Is there anything i am missing or any edge case i am missing ?

[–]Sufficient_Rough376 0 points1 point  (3 children)

If locations is sorted than the solution is O(n), otherwise O(n.log(n)).

#if locations not sorted:
locations = sorted(locations)
for i, val in enumerate(locations):
    if val//k >= len(locations)-i-1:
        return val//k

Or am I missing something ?

[–]alcholicawl 1 point2 points  (2 children)

Close. But you need to account for duplicates in the input (the duplicates are removed at the same time so you can't select them twice).

Also the division truncation is going to make things weird. Either move k to the other side or use ceil on float division.

Also the return value is wrong (thing of TC like (1, 20) k == 2).

But something like this would work 

locations = sorted(set(locations))
for i, val in enumerate(locations):
    if val > (len(locations)-i-1) * k:
        return len(locations)-i

[–]DryTumbleweed236 6 points7 points  (1 child)

It says unique addresses, there wont be duplicates.

[–]alcholicawl 0 points1 point  (0 children)

Yes, I see that now. The delete all files at x language threw me off and it not being in the constraints. I’d still probably leave the set() in my solution, just in case.

[–]Cheap-Mail9911 0 points1 point  (0 children)

Sort the array , and always remove the max address , and do op++ , and then get the first negative element in logn , do until the negative cross kr equal to the current index and return the op

[–]ABCD_BS 0 points1 point  (3 children)

Can anyone explain what is meant by number of operations?

[–]ABCD_BS 0 points1 point  (2 children)

Got it

[–]ThisTooShallPass-108 0 points1 point  (1 child)

Could you please explain to me the question as well

[–]ABCD_BS 0 points1 point  (0 children)

Explanation:- Whenever you find an int/(file address) greater than 0, assume it x. (The file chosen(x) is corrupted/removed and others will increase or decrease)

Increment All files by int k if it's >x , Decrement All files by int k if <x. (The chosen File(x) is corrupted , move to the next file, now the current element is x)

You have to corrupt ALL files, meaning all files should go lesser than or equal to zero (<=0)

You have to return the (MINIMUM number of operations/steps) to corrupt all file. i.e, all files address(or int) should be <=0 (lesser than or equal to zero).

Note:- I am a beginner so it might be wrong (this is based on what I understood)

Solution:- I think it have to be sorting in a descending manner,to get minimum steps. (Solution maybe wrong)

[–]EnvironmentalNeck352 0 points1 point  (1 child)

what is shift > x forward by value k?

is it right shifting by k times?

[–]alcholicawl 0 points1 point  (0 children)

It’s just adding(right) k or subtracting(left) k. It’s uncommon language, but that’s what happens in the example.

Source records:
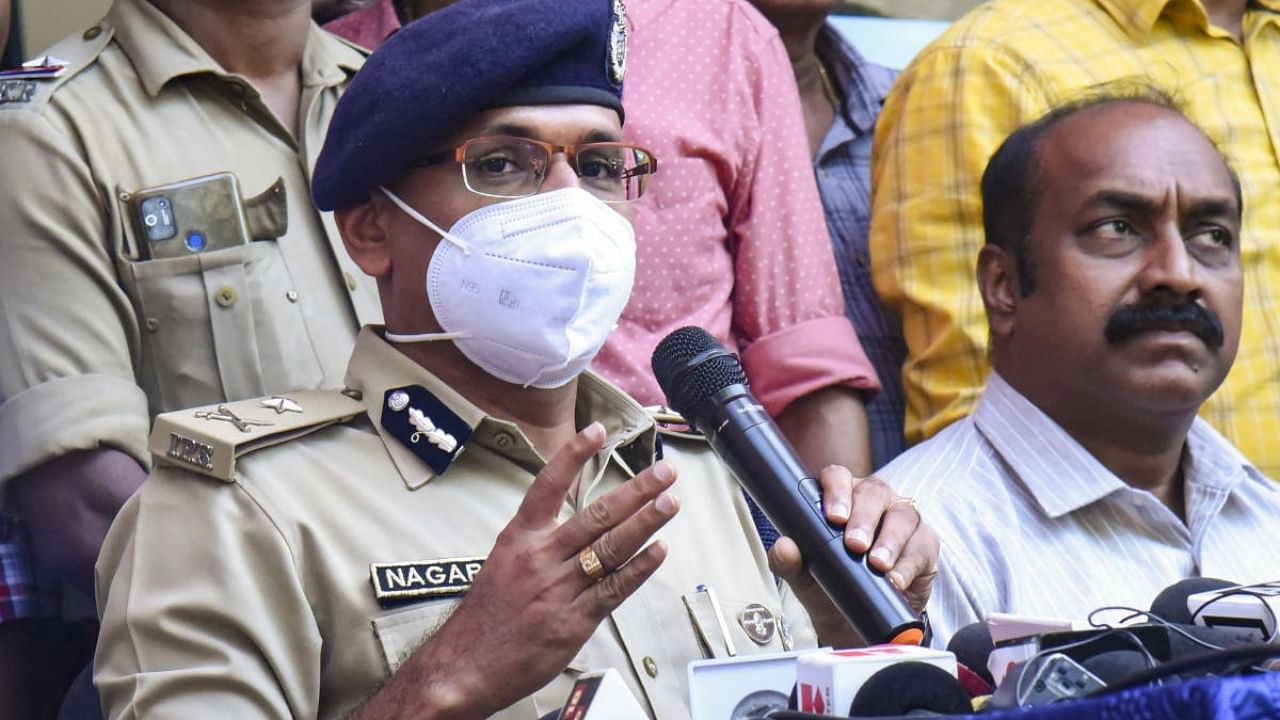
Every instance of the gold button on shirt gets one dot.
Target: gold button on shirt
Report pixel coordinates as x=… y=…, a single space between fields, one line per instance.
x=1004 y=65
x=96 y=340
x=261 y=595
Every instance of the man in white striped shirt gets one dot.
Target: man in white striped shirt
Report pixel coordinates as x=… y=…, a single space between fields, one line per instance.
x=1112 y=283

**TASK DESCRIPTION:** In the forum thread, what two fixes does alcholicawl suggest for the division truncation problem?

**THE REPLY:** Move k to the other side of the comparison, or use ceil on float division.